▸ **과제 목표**
아래 레코드에서 "I need to know whether any ripe"라는 문구가 든 줄로 시작해 "I need to know whether any man's"라는 문구가 든 줄로 끝나는 부분을 양 끝 줄까지 포함해 번호 매긴 목록으로 바꾸세요. 빈 줄은 빼고 이 부분만 다루세요.

◆ ◆ ◆

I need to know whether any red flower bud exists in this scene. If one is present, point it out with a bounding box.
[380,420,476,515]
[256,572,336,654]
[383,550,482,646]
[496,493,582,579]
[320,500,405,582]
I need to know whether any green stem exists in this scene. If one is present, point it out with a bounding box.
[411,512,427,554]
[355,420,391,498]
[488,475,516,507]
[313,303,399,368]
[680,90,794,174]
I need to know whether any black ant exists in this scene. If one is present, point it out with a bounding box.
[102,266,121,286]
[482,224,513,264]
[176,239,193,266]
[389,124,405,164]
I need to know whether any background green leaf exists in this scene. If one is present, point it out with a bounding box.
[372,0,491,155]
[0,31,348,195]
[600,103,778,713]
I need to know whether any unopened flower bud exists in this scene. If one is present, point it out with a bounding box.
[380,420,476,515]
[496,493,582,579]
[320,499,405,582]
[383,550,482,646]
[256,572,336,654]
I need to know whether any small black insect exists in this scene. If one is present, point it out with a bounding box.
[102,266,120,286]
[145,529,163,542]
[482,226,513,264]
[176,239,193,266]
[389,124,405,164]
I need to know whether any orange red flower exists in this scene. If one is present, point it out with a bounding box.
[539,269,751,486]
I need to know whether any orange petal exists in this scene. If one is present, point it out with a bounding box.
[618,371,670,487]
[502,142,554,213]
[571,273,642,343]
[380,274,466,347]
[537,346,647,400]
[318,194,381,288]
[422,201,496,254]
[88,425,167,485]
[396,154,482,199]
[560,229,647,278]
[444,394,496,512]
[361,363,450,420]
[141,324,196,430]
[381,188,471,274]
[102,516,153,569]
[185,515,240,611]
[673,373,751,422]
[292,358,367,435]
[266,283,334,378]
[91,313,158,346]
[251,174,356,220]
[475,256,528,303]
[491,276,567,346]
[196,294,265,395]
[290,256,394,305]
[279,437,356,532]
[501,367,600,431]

◆ ◆ ◆

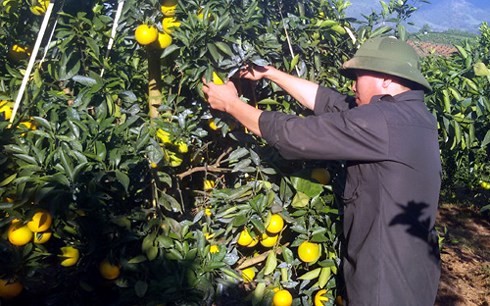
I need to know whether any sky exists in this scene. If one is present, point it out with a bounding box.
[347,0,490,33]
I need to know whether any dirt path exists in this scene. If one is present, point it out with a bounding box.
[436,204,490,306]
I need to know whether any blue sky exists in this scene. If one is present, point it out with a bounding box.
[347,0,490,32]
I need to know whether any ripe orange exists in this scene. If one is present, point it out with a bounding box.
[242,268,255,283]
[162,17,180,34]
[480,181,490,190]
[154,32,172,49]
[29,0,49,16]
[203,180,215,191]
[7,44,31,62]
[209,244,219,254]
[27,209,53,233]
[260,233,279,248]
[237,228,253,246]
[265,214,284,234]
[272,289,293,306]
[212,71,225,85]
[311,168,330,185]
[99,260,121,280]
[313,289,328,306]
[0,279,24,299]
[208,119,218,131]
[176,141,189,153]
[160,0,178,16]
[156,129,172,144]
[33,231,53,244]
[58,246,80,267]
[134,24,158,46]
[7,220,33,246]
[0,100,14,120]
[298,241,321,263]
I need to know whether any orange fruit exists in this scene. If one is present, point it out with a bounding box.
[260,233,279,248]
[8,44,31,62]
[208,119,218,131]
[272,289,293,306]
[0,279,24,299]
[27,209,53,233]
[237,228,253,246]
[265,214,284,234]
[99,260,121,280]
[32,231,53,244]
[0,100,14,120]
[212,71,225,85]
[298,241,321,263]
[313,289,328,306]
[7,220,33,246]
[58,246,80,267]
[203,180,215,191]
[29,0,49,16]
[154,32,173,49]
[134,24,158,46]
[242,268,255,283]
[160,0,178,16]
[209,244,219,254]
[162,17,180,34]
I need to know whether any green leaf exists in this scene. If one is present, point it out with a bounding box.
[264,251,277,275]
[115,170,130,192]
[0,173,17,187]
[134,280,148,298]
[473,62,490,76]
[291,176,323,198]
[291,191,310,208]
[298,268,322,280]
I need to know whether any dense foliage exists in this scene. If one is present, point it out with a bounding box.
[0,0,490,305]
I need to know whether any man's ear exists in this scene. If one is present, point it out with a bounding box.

◆ ◆ ◆

▸ **정답**
1. I need to know whether any ripe orange exists in this scene. If one is present, point it out with a bounding box.
2. [242,268,255,283]
3. [162,17,180,34]
4. [480,181,490,190]
5. [154,32,172,49]
6. [29,0,49,16]
7. [203,180,215,191]
8. [7,44,31,62]
9. [209,244,219,254]
10. [27,209,53,233]
11. [260,233,279,248]
12. [237,228,253,246]
13. [265,214,284,234]
14. [272,289,293,306]
15. [212,71,225,85]
16. [311,168,330,185]
17. [99,260,121,280]
18. [313,289,328,306]
19. [0,279,24,299]
20. [208,119,218,131]
21. [176,141,189,153]
22. [160,0,178,16]
23. [156,129,172,144]
24. [33,231,53,244]
25. [58,246,80,267]
26. [134,24,158,46]
27. [7,220,33,246]
28. [0,100,14,120]
29. [298,241,321,263]
30. I need to know whether any orange fruit exists in this scene. If one is present, point it out with a bounding box.
31. [260,233,279,248]
32. [8,44,31,62]
33. [208,119,218,131]
34. [272,289,293,306]
35. [0,279,24,299]
36. [27,209,53,233]
37. [237,228,253,246]
38. [265,214,284,234]
39. [99,260,121,280]
40. [32,231,53,244]
41. [0,100,14,120]
42. [212,71,225,85]
43. [298,241,321,263]
44. [313,289,328,306]
45. [7,220,33,246]
46. [58,246,80,267]
47. [203,180,215,191]
48. [29,0,49,16]
49. [154,32,173,49]
50. [134,24,158,46]
51. [242,268,255,283]
52. [160,0,178,16]
53. [209,244,219,254]
54. [162,17,180,34]
55. I need to know whether any green leaf exists in this scene. If one is present, point it out with a bounding box.
56. [264,251,277,275]
57. [115,170,130,192]
58. [0,173,17,187]
59. [134,280,148,298]
60. [473,62,490,76]
61. [291,176,323,198]
62. [291,191,310,208]
63. [298,268,322,280]
64. I need to know whether any dense foliage exists in this scene. If one is present, point it out with a bounding box.
65. [0,0,490,305]
66. I need to know whether any man's ear exists in this scene. If one is present, point it out with a bounding box.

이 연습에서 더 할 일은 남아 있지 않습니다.